------ SUPPLIED INFORMATION ------
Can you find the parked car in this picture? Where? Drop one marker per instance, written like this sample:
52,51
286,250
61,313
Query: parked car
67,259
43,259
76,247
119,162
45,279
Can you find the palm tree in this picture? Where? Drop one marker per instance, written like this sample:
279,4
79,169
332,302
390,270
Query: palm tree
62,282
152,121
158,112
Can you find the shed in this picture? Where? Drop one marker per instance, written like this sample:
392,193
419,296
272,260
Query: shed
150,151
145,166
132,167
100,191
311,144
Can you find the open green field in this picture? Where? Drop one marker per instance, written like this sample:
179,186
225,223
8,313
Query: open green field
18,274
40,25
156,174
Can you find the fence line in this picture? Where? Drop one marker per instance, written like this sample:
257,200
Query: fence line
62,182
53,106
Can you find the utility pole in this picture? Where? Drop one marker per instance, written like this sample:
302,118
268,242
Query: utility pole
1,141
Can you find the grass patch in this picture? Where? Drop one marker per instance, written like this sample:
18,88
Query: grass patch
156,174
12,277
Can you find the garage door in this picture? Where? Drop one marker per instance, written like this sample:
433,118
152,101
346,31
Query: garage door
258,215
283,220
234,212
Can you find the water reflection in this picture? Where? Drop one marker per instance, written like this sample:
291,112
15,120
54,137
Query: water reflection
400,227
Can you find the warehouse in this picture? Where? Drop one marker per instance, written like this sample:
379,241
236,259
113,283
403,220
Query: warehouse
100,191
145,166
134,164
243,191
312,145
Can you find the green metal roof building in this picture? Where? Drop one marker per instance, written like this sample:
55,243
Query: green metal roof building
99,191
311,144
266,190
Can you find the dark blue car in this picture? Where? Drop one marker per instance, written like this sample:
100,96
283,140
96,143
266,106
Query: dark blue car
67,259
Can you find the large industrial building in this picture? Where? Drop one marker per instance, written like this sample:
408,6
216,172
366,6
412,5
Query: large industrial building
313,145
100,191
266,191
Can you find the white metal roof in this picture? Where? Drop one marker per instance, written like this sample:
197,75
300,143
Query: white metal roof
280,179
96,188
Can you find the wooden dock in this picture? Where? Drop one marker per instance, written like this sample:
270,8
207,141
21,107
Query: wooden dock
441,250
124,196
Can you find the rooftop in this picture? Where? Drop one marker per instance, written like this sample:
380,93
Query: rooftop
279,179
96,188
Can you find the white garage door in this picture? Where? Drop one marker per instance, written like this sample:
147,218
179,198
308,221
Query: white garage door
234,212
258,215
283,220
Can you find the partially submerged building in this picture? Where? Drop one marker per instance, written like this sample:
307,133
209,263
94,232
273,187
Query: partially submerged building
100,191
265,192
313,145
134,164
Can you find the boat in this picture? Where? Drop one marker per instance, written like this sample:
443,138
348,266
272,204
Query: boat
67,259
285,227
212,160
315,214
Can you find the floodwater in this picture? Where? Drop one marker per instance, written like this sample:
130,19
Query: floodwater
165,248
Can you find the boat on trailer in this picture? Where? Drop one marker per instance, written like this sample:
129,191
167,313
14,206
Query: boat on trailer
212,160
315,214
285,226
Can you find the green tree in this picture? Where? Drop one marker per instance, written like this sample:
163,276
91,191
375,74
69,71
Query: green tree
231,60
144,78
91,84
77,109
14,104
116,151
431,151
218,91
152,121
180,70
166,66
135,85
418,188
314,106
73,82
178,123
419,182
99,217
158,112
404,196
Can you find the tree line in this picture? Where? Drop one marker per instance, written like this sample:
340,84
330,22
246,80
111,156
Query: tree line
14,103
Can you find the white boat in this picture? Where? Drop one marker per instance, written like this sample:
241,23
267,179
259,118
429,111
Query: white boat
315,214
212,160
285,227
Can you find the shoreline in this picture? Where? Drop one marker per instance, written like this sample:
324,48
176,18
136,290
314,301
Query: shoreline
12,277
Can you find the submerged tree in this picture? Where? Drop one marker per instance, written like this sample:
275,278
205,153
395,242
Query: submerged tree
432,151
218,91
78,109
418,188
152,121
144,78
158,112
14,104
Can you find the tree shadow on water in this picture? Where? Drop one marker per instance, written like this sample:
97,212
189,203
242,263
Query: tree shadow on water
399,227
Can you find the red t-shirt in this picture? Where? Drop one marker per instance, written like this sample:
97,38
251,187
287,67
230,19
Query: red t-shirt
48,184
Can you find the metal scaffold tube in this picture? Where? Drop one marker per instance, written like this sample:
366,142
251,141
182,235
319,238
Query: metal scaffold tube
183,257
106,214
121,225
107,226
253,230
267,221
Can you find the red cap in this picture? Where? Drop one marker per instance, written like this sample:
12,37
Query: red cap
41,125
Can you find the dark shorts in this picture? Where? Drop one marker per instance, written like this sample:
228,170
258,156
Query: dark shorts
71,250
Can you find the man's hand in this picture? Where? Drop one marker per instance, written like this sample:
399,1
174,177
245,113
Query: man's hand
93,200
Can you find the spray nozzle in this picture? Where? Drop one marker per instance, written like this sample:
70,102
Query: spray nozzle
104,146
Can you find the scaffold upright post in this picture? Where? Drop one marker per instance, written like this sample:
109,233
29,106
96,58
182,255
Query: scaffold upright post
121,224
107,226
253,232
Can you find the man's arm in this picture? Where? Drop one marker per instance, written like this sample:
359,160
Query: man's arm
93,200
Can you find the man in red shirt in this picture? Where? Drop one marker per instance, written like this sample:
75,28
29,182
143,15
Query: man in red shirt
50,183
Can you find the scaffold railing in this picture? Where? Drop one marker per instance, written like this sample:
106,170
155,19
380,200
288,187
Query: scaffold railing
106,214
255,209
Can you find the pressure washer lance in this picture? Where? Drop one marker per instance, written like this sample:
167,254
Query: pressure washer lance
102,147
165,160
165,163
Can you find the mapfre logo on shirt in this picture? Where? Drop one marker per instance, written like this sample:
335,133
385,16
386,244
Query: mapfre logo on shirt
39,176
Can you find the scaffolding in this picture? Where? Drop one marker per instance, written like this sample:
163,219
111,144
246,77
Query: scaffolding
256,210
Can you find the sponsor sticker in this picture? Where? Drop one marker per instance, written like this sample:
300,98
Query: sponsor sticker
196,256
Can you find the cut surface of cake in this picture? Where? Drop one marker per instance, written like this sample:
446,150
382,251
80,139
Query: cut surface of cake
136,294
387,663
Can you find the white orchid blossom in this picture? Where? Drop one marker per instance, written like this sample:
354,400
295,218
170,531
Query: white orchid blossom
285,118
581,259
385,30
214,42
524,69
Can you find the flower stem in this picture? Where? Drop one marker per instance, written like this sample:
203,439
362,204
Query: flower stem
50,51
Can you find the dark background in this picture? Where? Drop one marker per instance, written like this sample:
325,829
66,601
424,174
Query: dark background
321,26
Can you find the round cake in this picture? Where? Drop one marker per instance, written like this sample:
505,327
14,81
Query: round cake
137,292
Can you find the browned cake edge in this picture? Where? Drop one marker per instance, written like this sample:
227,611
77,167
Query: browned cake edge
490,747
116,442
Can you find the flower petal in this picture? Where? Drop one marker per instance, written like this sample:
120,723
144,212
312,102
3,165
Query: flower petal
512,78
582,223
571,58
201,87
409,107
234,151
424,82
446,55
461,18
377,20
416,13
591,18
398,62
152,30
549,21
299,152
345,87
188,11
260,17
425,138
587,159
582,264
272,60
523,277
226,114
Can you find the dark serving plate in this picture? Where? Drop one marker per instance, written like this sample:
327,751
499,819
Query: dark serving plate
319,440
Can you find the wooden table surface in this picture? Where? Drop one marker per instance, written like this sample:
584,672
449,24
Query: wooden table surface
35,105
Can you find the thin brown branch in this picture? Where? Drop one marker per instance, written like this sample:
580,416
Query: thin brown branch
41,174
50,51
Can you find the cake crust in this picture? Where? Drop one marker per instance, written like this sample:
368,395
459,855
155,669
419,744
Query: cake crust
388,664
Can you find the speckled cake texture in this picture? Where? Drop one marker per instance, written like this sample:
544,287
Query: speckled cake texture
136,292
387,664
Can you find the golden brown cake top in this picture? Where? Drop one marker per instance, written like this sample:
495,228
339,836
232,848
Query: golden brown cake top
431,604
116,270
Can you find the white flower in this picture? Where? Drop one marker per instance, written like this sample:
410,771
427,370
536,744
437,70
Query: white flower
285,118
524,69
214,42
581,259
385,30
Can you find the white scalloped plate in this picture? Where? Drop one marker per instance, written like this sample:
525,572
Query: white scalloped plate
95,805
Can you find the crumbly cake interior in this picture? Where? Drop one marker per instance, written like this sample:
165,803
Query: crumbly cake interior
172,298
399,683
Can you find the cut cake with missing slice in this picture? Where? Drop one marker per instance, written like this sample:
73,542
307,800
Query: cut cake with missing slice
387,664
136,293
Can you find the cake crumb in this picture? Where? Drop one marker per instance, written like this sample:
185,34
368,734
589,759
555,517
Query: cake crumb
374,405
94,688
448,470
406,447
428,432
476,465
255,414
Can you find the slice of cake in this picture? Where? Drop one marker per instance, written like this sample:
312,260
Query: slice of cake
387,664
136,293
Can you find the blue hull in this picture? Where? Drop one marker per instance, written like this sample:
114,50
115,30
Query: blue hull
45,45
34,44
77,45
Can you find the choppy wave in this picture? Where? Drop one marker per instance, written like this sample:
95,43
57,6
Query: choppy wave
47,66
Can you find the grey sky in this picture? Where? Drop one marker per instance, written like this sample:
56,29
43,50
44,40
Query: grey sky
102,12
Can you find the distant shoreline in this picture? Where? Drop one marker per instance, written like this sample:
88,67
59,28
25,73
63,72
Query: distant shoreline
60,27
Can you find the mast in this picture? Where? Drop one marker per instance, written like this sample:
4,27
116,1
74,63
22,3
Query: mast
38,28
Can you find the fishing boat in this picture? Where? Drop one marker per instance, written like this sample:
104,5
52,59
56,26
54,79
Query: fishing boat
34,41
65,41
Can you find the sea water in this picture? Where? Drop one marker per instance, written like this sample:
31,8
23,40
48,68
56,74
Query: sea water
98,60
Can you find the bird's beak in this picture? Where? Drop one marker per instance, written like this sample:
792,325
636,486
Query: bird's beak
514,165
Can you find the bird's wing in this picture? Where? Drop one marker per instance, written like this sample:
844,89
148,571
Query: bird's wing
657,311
------
WORK ITEM:
Please retype the data exactly as it stands, from its first line down to the line that contains "Can you find the shed", then stop.

REPLY TO THE EXERCISE:
Can you find the parked car in this picture? Where? Drop one marker per instance, written like this sample:
52,51
286,250
61,313
Query: parked car
67,259
43,259
76,247
119,162
45,279
Can you find the palm tree in this picture? Where? Drop one marker per instance, written like this sample:
279,4
79,169
332,302
390,270
Query: palm tree
62,282
152,121
158,112
Can you find the shed in this picture? Where? Drop one marker per instance, written like this sample:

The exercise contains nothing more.